======== Task data ========
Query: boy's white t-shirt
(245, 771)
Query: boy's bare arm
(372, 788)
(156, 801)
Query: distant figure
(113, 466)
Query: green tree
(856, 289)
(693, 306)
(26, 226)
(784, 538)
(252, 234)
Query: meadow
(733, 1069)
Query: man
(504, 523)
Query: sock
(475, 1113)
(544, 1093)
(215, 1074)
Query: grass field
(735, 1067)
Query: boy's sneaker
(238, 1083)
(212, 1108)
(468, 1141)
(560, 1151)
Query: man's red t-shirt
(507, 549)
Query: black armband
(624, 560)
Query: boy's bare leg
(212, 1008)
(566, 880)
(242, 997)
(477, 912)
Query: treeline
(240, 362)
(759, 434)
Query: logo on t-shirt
========
======== Task data ========
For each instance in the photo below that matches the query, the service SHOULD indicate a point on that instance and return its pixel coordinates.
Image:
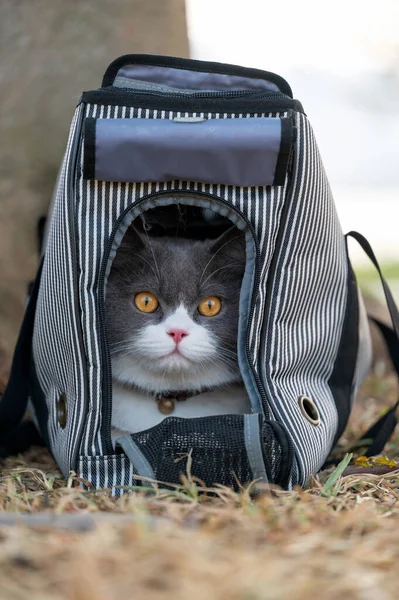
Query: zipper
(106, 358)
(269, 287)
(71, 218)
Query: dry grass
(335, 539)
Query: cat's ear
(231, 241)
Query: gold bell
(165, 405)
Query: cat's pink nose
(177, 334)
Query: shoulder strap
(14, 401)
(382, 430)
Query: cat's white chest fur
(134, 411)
========
======== Task data ========
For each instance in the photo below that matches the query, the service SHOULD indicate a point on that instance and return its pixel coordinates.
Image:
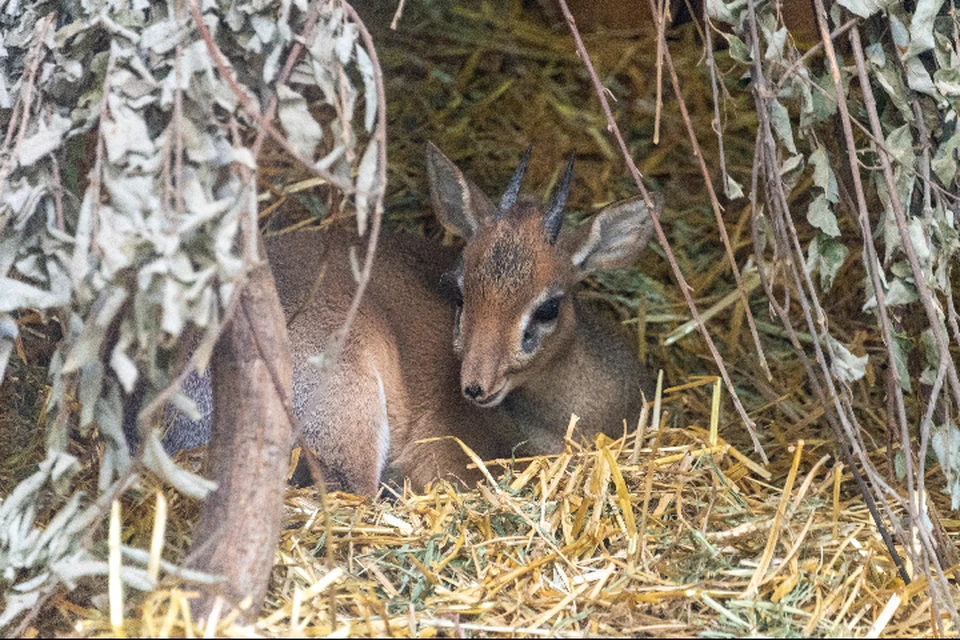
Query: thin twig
========
## Task prompt
When the line with "Query: man's red t-shirt" is reached in the data above, start copying there, and copy each line exactly until the line with "Query: logo on t-shirt" has been copied; copy nothing else.

## Reply
Query: man's red t-shirt
(507, 549)
Query: black armband
(624, 560)
Query: boy's bare leg
(212, 1008)
(566, 880)
(242, 997)
(477, 912)
Query: treeline
(240, 362)
(759, 434)
Query: logo on t-shirt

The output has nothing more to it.